Exercise task 1
Give the records as a numbered list with blank lines left out, starting at the line that contains "Practice. Locate the apartment" and running through the end of the records.

Text

[start]

Accretion-driven outbursts in young stellar objects remain poorly understood, largely limited by a statistically small sample of closely followed-up events. This underscores the importance of a thorough exploration of each outbursting object. We studied a peculiar outbursting system, Gaia24ccy, which exhibited two $Δg \sim$ 3.8 mag outbursts in 2019 and 2024. The system consists of two unresolved, nearly identical, and rapidly rotating young stars: Gaia24ccy A (1.1419 days) and Gaia24ccy B (1.7898 days). Periodogram analyses just before the onset of the outbursts suggest Gaia24ccy B to be the outbursting component. Unlike any previously known EXor sources, the two outburst profiles show a very similar evolution: both rose at the same rate for the first 15 days, followed by many 'sub-bursts' on the timescale of 10-20 days. The 2019 outburst lasted 145-255 days, while the 2024 outburst persisted for 367 days. We infer the unstable region to lie at $r_{\rm trigger} \simeq 0.019-0.047$ au ($\sim5-12.3 R_\star$). The accreted mass per event $M_{\rm acc}\sim10^{-5} M_\odot$ can be provided by a compact inner-disk reservoir. The photometric rise/decay timescales and the mid-infrared color evolution favor a thermal-viscous trigger in a hot inner disk, while the appearance of rich emission-line spectra indicates concurrent magnetospheric compression - together best described by a hybrid picture. Finally, we explain the reddening of the mid-infrared color observed during the outburst as a consequence of the competing emission from the viscous disk and the photosphere.

Figures (12)

• Figure 1: Upper panel: Multiband light curves of Gaia24ccy, shown with magnitude offsets applied for clarity of multiwavelength evolution. Offsets are: ATLAS $o$ (+4.5), ATLAS $c$ (+4), ASAS-SN $V$ (+0.5), ZTF $zr$ (-1.5), ZTF $zg$ (-3.5), AAVSO $B$ (-4), TMMT $U$ (+2.5), TRT-CTIO $U$ (+2.5), TRT-SBO $B$ (-4). The durations of the 2019 and 2024 outbursts are labeled and shaded with a light orange color. Other band light curves of AAVSO, TMMT, TRT-CTIO, and TRT-SBO are not shown for the clarity of presentation. Lower panel: The evolution of 2019 and 2024 outbursts is shown with ASAS-SN $g$ light curves. The start dates for the 2019 and 2024 outbursts are JD = 2458620, and 2460485, respectively. Grey vertical lines at the bottom mark the epochs of HFOSC observations during the 2024 outburst. The photometry from this work, TMMT, LCOGT, and TRT, is available in machine readable format as the data behind the figure.

[end]

Provided records
[start]

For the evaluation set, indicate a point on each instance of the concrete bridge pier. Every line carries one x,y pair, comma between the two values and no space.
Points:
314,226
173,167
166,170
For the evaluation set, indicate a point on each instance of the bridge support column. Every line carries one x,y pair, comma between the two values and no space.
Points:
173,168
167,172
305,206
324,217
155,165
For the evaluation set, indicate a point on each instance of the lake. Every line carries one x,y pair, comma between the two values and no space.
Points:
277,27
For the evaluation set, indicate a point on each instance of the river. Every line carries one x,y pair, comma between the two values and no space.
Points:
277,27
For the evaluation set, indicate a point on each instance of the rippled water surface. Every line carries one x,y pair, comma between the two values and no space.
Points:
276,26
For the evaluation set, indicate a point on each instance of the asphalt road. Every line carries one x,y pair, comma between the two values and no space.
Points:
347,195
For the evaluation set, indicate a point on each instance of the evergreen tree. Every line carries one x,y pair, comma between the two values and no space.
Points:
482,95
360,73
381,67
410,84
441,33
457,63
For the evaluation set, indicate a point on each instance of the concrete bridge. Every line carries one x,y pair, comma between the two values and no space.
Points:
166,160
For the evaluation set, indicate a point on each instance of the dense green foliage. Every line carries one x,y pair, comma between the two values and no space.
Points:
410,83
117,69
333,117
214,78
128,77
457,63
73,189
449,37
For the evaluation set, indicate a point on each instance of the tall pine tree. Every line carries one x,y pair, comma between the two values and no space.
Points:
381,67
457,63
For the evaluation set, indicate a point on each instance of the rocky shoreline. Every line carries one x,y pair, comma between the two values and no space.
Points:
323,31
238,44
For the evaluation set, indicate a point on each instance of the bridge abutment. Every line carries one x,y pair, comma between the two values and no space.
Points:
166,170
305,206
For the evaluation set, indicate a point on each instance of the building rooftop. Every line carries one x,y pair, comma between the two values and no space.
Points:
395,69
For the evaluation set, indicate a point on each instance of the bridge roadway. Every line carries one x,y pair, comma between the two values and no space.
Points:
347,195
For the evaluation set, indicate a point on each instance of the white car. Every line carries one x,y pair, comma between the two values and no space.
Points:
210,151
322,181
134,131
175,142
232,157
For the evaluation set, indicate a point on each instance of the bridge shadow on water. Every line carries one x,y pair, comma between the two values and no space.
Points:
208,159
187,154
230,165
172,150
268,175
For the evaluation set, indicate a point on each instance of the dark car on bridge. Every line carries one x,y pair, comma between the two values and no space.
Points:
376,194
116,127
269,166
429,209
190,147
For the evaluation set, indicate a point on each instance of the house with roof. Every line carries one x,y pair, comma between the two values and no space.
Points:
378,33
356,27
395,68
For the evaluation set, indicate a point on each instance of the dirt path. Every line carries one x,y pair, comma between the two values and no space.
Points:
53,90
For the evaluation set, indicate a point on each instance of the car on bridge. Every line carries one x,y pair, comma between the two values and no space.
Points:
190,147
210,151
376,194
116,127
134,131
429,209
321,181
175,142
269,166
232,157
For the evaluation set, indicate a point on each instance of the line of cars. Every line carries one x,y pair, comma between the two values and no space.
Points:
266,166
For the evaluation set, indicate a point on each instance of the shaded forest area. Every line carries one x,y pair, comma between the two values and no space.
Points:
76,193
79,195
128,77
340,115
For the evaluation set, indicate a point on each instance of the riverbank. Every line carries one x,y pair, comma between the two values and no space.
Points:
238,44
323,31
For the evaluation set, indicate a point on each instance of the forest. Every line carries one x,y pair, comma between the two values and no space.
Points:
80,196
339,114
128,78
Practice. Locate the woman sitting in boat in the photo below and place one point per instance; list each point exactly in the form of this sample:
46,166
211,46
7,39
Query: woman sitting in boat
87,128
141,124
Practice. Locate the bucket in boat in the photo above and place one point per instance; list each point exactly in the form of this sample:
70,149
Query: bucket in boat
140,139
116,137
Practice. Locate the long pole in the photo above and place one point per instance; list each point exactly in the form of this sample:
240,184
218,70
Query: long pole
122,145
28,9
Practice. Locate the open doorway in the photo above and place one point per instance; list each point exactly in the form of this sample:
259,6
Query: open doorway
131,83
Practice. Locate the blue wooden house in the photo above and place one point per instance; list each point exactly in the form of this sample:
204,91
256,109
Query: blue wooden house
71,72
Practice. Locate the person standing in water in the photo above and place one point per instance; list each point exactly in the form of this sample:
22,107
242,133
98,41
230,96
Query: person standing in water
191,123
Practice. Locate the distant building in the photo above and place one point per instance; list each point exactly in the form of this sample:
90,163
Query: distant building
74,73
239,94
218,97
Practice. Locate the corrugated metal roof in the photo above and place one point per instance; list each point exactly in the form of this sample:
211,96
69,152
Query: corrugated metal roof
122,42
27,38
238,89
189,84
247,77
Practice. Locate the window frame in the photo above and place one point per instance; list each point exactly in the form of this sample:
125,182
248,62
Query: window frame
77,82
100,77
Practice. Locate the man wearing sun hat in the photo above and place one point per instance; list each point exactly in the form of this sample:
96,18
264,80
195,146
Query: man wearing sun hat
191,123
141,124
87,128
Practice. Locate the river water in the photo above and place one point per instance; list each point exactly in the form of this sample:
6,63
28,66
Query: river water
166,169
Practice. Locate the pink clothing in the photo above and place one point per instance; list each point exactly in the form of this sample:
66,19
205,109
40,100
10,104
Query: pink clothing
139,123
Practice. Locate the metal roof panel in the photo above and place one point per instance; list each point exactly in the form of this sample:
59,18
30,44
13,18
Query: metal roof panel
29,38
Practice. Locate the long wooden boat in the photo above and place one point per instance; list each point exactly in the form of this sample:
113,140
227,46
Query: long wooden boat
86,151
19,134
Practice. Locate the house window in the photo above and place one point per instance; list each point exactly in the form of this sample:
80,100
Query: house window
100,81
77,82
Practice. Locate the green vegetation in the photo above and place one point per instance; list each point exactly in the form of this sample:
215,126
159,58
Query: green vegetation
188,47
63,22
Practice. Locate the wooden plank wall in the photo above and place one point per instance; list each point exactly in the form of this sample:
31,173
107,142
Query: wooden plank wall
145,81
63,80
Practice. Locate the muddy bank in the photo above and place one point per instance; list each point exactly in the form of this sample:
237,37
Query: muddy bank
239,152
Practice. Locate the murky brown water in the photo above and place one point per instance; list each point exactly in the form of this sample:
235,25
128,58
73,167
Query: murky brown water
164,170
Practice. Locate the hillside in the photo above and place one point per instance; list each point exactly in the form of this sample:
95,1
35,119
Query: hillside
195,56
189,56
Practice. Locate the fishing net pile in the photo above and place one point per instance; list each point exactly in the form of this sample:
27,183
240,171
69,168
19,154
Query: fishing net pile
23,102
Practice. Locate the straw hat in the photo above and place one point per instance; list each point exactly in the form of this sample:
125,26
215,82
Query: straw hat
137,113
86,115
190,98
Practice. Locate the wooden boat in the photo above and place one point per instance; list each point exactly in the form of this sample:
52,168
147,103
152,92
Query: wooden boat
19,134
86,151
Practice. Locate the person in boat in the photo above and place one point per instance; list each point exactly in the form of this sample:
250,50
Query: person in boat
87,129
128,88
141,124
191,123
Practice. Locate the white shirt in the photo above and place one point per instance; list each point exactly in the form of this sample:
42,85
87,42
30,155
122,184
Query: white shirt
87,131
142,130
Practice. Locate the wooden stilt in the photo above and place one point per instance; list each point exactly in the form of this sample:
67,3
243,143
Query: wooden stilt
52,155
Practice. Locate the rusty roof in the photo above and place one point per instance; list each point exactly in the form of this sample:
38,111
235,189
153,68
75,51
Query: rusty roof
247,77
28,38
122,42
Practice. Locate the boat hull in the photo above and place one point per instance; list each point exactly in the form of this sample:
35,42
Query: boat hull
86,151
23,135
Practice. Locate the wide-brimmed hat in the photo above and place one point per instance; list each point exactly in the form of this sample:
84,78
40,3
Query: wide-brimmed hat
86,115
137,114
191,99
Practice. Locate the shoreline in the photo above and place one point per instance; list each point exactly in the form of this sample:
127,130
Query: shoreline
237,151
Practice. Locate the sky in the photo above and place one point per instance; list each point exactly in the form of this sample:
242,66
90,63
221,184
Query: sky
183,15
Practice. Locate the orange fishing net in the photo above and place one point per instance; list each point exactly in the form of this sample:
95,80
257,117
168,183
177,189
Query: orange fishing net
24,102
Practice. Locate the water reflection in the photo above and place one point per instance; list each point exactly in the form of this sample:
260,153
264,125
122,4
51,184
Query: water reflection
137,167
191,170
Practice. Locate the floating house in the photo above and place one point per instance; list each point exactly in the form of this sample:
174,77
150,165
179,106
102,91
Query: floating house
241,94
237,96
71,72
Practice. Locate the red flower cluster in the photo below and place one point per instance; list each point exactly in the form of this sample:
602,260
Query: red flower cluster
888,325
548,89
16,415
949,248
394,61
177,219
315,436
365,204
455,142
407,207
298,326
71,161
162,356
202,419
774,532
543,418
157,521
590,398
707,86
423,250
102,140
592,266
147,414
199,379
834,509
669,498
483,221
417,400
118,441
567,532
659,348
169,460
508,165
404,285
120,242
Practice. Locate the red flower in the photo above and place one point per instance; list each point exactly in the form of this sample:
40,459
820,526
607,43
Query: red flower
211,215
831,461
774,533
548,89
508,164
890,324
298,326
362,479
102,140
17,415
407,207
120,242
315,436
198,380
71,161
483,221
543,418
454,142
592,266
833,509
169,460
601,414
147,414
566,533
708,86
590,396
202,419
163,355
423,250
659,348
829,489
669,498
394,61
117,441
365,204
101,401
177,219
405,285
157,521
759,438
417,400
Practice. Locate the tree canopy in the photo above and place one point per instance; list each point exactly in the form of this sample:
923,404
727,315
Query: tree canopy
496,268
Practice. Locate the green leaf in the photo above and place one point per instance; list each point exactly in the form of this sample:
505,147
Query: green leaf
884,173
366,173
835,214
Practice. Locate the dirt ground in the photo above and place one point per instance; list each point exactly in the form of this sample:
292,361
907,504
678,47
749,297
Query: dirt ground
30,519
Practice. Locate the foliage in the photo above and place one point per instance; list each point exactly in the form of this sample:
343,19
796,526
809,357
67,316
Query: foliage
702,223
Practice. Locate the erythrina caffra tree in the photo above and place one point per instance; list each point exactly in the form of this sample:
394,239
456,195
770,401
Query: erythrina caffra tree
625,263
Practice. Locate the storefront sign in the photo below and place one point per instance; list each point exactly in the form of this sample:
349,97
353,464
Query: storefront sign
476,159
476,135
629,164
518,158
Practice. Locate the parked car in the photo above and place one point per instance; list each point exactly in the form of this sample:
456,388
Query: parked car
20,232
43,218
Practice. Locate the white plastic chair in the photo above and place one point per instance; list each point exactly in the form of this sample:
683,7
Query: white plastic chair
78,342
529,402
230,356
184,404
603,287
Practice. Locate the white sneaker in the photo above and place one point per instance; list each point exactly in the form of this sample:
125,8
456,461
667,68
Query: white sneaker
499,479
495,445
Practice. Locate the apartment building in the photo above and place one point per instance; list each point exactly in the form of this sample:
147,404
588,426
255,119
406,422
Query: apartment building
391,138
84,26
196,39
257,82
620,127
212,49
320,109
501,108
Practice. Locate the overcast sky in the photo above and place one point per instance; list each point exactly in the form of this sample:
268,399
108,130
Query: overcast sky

[end]

Exercise task 2
Answer these questions from the Gaia24ccy text, one a line:
(a) What is the rotation period of Gaia24ccy A?
(b) How long did the 2024 outburst persist?
(c) What JD is given as the start date of the 2019 outburst?

Full answer 1
1. Practice. Locate the apartment building in the photo above and place one point per instance; list each point exactly in the form of this sample:
2. 147,404
3. 588,426
4. 255,119
5. 406,422
6. Query: apartment building
7. 391,138
8. 84,26
9. 196,39
10. 257,82
11. 620,127
12. 212,49
13. 320,109
14. 501,108
15. Practice. Locate the overcast sky in the photo above and place one point per instance; list each point exactly in the form of this sample:
16. 268,399
17. 108,130
18. Query: overcast sky

Full answer 2
(a) 1.1419 days
(b) 367 days
(c) JD = 2458620